▶ _Point-per-instance localization data_
=== Section Start ===

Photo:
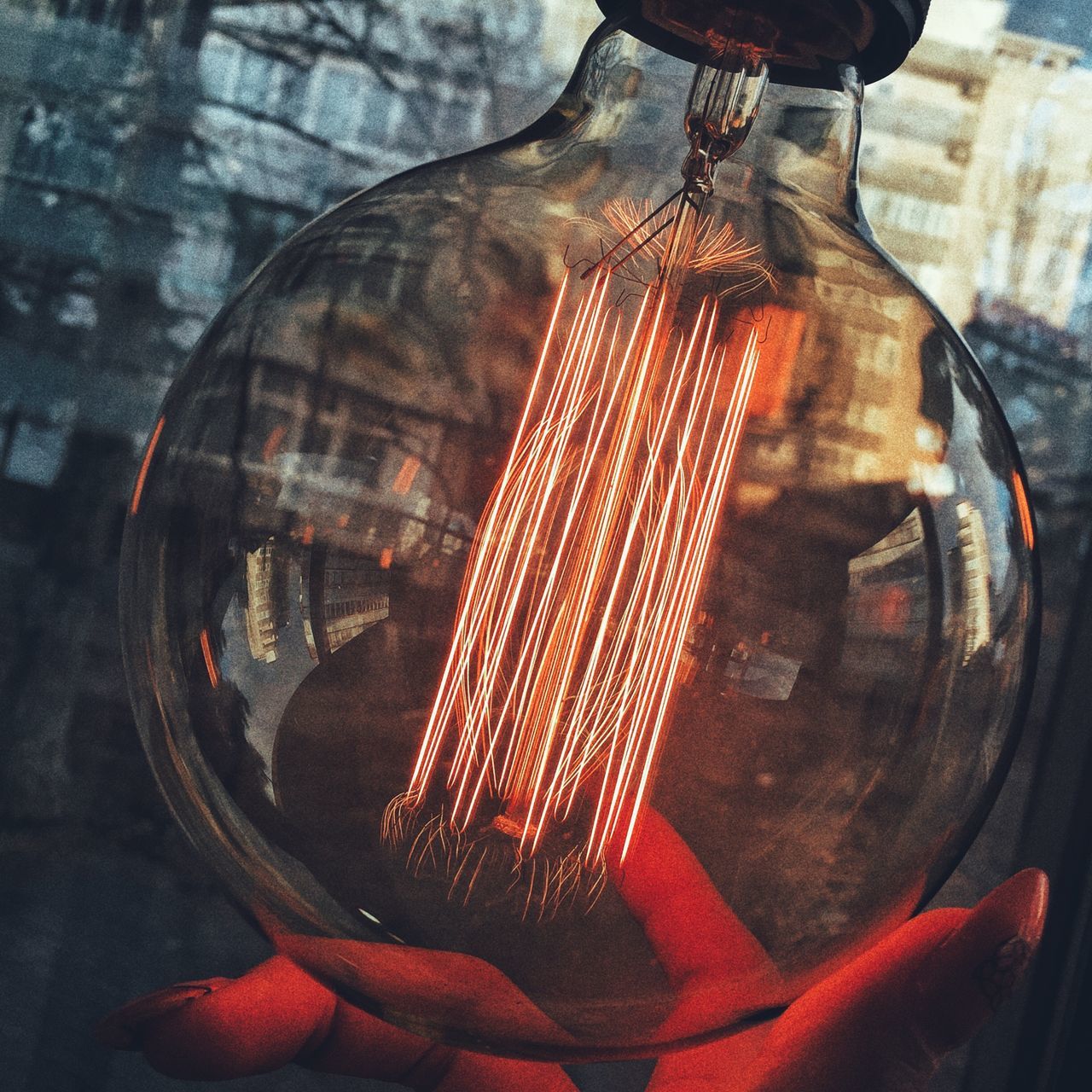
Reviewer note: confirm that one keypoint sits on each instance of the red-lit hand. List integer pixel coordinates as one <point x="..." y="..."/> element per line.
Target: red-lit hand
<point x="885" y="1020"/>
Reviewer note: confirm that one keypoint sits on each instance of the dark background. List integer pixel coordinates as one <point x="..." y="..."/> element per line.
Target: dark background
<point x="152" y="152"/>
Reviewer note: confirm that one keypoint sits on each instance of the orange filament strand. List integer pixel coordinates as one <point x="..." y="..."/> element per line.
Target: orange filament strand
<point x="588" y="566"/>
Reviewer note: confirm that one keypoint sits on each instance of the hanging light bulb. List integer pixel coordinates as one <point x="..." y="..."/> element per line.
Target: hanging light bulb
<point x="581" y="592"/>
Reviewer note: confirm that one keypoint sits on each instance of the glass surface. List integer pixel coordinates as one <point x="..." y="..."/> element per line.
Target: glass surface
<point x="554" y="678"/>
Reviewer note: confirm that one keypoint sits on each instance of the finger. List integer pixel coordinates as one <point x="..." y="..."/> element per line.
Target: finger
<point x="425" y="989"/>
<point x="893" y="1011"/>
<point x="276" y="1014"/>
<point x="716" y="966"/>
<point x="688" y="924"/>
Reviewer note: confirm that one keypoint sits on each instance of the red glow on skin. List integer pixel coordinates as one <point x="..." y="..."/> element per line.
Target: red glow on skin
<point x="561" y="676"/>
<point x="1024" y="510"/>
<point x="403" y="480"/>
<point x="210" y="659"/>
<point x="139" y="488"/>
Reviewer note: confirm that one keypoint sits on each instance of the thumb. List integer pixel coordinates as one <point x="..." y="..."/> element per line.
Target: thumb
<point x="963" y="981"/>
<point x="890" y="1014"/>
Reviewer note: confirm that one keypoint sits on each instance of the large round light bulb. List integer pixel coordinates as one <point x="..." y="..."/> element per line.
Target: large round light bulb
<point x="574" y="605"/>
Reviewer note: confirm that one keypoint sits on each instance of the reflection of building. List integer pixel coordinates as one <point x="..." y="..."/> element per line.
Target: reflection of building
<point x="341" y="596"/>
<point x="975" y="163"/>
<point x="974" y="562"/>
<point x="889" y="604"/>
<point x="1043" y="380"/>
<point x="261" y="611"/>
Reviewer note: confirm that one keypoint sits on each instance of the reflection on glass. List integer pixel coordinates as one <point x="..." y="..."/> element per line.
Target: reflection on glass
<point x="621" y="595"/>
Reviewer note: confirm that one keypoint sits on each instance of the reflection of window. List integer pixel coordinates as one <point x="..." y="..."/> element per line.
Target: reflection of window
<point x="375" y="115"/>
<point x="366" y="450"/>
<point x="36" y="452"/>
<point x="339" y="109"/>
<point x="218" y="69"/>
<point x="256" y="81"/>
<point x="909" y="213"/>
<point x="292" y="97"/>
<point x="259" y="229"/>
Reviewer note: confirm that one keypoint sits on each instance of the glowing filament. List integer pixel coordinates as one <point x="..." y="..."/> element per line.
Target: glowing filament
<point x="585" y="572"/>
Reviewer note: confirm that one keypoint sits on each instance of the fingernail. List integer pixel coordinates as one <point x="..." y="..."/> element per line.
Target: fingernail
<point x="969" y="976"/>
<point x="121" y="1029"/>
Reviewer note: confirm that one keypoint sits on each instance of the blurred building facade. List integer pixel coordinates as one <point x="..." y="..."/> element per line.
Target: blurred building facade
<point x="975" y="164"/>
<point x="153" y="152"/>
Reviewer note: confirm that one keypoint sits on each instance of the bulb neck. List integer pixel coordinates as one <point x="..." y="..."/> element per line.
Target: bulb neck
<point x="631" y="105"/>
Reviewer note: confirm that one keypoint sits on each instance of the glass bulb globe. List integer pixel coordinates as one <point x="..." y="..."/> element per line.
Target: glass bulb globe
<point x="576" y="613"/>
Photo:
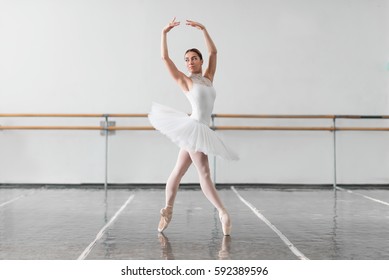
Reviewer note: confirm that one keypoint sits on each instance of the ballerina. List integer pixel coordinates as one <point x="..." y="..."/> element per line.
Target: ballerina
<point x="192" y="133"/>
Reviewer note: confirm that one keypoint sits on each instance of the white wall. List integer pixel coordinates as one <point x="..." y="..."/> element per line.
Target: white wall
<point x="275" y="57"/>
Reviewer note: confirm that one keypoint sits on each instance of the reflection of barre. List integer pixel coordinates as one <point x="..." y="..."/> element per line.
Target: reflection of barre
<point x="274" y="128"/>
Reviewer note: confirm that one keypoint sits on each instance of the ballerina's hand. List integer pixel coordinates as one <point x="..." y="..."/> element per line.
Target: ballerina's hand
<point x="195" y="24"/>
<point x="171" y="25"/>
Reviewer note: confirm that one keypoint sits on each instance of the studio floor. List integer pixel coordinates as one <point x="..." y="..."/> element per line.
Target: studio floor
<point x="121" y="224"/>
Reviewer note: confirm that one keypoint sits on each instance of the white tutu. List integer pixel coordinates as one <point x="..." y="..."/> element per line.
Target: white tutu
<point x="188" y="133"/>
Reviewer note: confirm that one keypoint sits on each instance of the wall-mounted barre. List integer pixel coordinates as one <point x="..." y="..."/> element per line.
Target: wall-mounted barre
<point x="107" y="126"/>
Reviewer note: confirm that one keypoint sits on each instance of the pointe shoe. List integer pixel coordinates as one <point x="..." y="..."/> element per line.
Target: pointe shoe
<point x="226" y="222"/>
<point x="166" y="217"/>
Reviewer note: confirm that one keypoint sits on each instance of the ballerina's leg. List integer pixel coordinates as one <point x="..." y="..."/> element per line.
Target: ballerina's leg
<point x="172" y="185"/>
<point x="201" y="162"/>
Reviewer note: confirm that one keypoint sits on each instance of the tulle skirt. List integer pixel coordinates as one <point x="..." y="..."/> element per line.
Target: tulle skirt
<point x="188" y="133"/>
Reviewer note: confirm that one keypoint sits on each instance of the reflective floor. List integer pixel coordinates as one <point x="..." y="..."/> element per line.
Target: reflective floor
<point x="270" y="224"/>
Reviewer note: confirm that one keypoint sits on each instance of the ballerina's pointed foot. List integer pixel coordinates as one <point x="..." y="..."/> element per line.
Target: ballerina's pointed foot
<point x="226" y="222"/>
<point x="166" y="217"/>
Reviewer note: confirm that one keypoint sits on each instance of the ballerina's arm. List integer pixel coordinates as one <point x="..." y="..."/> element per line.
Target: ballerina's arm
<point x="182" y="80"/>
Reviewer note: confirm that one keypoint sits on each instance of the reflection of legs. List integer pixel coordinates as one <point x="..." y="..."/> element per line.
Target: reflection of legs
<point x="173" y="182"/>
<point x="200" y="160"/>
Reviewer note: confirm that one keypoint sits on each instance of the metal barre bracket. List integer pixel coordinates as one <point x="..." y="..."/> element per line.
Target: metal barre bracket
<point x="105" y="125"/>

=== Section End ===

▶ _AIM OF THE EXERCISE_
Without carrying over any picture, retype the records above word for word.

▶ _EXERCISE RESULT_
Photo:
Reviewer note: confirm that one keypoint sits on each instance of the red-lit hand. List integer pixel coordinates as one <point x="..." y="..."/> element per line.
Target: red-lit hand
<point x="885" y="1020"/>
Reviewer note: confirm that one keypoint sits on each instance of the dark background. List integer pixel coordinates as one <point x="..." y="..."/> element per line.
Target: dark background
<point x="152" y="152"/>
Reviewer note: confirm that one keypoint sits on each instance of the orange filament strand. List integer pixel coordinates as one <point x="..." y="..."/> element per line.
Target: orange filament strand
<point x="588" y="566"/>
Reviewer note: confirm that one keypoint sits on each instance of the hanging light bulb. List integer pixel coordinates as one <point x="..." y="..."/> element per line.
Target: hanging light bulb
<point x="581" y="592"/>
Reviewer note: confirm that one keypoint sits on each instance of the glass surface. List integer pixel coordinates as one <point x="..." y="..."/> element per line.
Target: glass surface
<point x="554" y="678"/>
Reviewer note: confirm that one keypoint sits on each instance of the finger. List integer pixel coordinates as one <point x="..." y="..."/> element per line.
Target: finger
<point x="425" y="989"/>
<point x="893" y="1011"/>
<point x="276" y="1014"/>
<point x="716" y="966"/>
<point x="688" y="924"/>
Reviewer note: confirm that one keypoint sits on each instance of the red glow on skin. List integer pixel coordinates as one <point x="..." y="..."/> element per line.
Target: red glow on skin
<point x="561" y="676"/>
<point x="1024" y="510"/>
<point x="403" y="480"/>
<point x="210" y="659"/>
<point x="139" y="488"/>
Reviewer note: confirm that one keypoint sits on each instance of the thumb. List integer pixel coordinates as one <point x="..." y="..."/> element per line.
Target: thumb
<point x="963" y="981"/>
<point x="890" y="1014"/>
Reviewer note: confirm that one keypoint sits on each instance of the large round light bulb. List integer pixel coordinates as one <point x="..." y="..."/> element per line.
Target: large round light bulb
<point x="574" y="605"/>
Reviewer note: confirm that one keypoint sits on each instance of the reflection of building. List integer pixel coordinates as one <point x="..." y="..."/> element per line.
Target: reflection of building
<point x="341" y="596"/>
<point x="975" y="163"/>
<point x="974" y="562"/>
<point x="889" y="604"/>
<point x="1043" y="380"/>
<point x="261" y="611"/>
Reviewer note: confirm that one keypoint sits on each instance of the reflection on glass. List integer pixel coordinates as one <point x="..." y="..."/> element per line.
Target: reflection on glass
<point x="621" y="595"/>
Reviewer note: confirm that one keypoint sits on each instance of the reflection of window. List integer pixel coordinates as one <point x="..." y="..."/> element per line.
Target: reflection of window
<point x="375" y="115"/>
<point x="366" y="450"/>
<point x="36" y="452"/>
<point x="339" y="109"/>
<point x="218" y="69"/>
<point x="256" y="81"/>
<point x="909" y="213"/>
<point x="292" y="97"/>
<point x="259" y="229"/>
Reviewer note: confirm that one keypoint sits on each instance of the glowing filament. List integer pixel coordinates as one <point x="..." y="..."/> element per line.
Target: glowing filament
<point x="585" y="572"/>
Reviewer note: confirm that one keypoint sits on each instance of the fingernail. List integer pixel coordinates as one <point x="..." y="..."/> element per line.
Target: fingernail
<point x="969" y="976"/>
<point x="121" y="1029"/>
Reviewer note: confirm that one keypoint sits on each instance of the blurred building facade. List integer pixel coordinates as one <point x="..." y="..."/> element per line.
Target: blurred building facade
<point x="975" y="164"/>
<point x="153" y="152"/>
Reviewer note: confirm that one keypoint sits on each instance of the bulb neck. List integer pixel coordinates as one <point x="..." y="..."/> element per line.
Target: bulb neck
<point x="631" y="105"/>
Reviewer note: confirm that one keypoint sits on each instance of the glass bulb globe. List integer pixel coordinates as one <point x="..." y="..."/> element per line.
Target: glass bulb globe
<point x="576" y="613"/>
Photo:
Reviewer note: confirm that one keypoint sits on each instance of the ballerina. List integer pixel coordinates as one <point x="..." y="..."/> element per line.
Target: ballerina
<point x="192" y="133"/>
Reviewer note: confirm that one keypoint sits on each instance of the white wall. List integer pixel coordinates as one <point x="..." y="..."/> element per line.
Target: white wall
<point x="275" y="57"/>
Reviewer note: confirm that one keypoint sits on each instance of the reflection of barre. List integer pixel coordinates as one <point x="..." y="..."/> element per line.
Target: reflection of barre
<point x="274" y="128"/>
Reviewer note: confirm that one keypoint sits on each instance of the ballerina's hand. List integer pixel coordinates as one <point x="..." y="..."/> element per line.
Target: ballerina's hand
<point x="195" y="24"/>
<point x="171" y="25"/>
Reviewer note: confirm that one keypoint sits on each instance of the studio floor. List integer pixel coordinates as one <point x="..." y="..."/> element per line.
Target: studio floor
<point x="121" y="224"/>
Reviewer note: confirm that one keypoint sits on each instance of the white tutu. List integer pixel coordinates as one <point x="..." y="..."/> element per line.
Target: white tutu
<point x="188" y="133"/>
Reviewer note: confirm that one keypoint sits on each instance of the wall-mounted barre. List integer pixel coordinates as one <point x="..." y="..."/> element per line.
Target: wall-mounted barre
<point x="107" y="126"/>
Reviewer note: confirm that one keypoint sits on each instance of the pointe shoe. List integer pixel coordinates as one <point x="..." y="..."/> element per line.
Target: pointe shoe
<point x="226" y="222"/>
<point x="166" y="217"/>
Reviewer note: confirm that one keypoint sits on each instance of the ballerina's leg. List integer pixel coordinates as one <point x="..." y="..."/> element per line.
Target: ballerina's leg
<point x="172" y="185"/>
<point x="201" y="162"/>
Reviewer note: confirm that one keypoint sits on each instance of the tulle skirt. List integer pixel coordinates as one <point x="..." y="..."/> element per line.
Target: tulle skirt
<point x="188" y="133"/>
Reviewer note: confirm that one keypoint sits on each instance of the reflective floor. List integer pixel coordinates as one <point x="..." y="..."/> element per line.
Target: reflective floor
<point x="270" y="224"/>
Reviewer note: confirm that one keypoint sits on each instance of the ballerina's pointed foot. List integer pixel coordinates as one <point x="..." y="..."/> element per line.
Target: ballerina's pointed foot
<point x="226" y="222"/>
<point x="166" y="217"/>
Reviewer note: confirm that one keypoint sits on each instance of the ballerina's arm. List integer pixel coordinates as one <point x="..." y="..."/> element per line.
Target: ballerina's arm
<point x="182" y="80"/>
Reviewer note: confirm that one keypoint sits on each instance of the reflection of legs. List integer pixel coordinates as one <point x="..." y="..."/> element per line.
Target: reflection of legs
<point x="173" y="182"/>
<point x="200" y="160"/>
Reviewer note: confirm that one keypoint sits on each instance of the metal barre bracket. List integer pixel coordinates as one <point x="..." y="..."/> element per line.
Target: metal barre bracket
<point x="105" y="125"/>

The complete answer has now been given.